PROVIDED RECORDS: Begin

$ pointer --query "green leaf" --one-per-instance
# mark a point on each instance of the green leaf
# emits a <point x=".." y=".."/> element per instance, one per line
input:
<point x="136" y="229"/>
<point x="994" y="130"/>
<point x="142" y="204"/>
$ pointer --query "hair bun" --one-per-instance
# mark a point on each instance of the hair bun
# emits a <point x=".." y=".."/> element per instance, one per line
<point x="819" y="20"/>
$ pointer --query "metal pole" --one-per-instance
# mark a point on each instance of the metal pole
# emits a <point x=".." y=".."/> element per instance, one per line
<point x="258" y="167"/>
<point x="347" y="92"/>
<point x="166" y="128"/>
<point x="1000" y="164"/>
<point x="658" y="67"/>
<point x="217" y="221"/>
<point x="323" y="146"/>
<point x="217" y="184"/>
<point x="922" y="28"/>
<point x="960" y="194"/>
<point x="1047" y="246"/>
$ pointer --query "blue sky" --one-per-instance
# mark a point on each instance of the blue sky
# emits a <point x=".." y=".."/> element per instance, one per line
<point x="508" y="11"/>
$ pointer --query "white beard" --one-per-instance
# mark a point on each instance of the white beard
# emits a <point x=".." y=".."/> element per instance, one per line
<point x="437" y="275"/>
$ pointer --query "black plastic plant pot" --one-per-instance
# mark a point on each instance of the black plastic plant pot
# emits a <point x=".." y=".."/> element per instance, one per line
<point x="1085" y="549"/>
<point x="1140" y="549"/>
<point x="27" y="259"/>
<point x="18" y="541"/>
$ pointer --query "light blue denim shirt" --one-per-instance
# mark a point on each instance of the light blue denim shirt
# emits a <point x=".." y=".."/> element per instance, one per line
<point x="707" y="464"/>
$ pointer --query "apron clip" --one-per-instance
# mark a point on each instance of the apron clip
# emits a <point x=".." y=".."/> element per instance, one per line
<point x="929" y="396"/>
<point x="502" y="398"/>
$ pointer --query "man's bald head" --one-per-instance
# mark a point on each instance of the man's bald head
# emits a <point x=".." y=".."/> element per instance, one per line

PROVIDED RECORDS: End

Tally the lines in the data that contain the string "apron". Report only the total.

→ SOLUTION TO THIS EXERCISE
2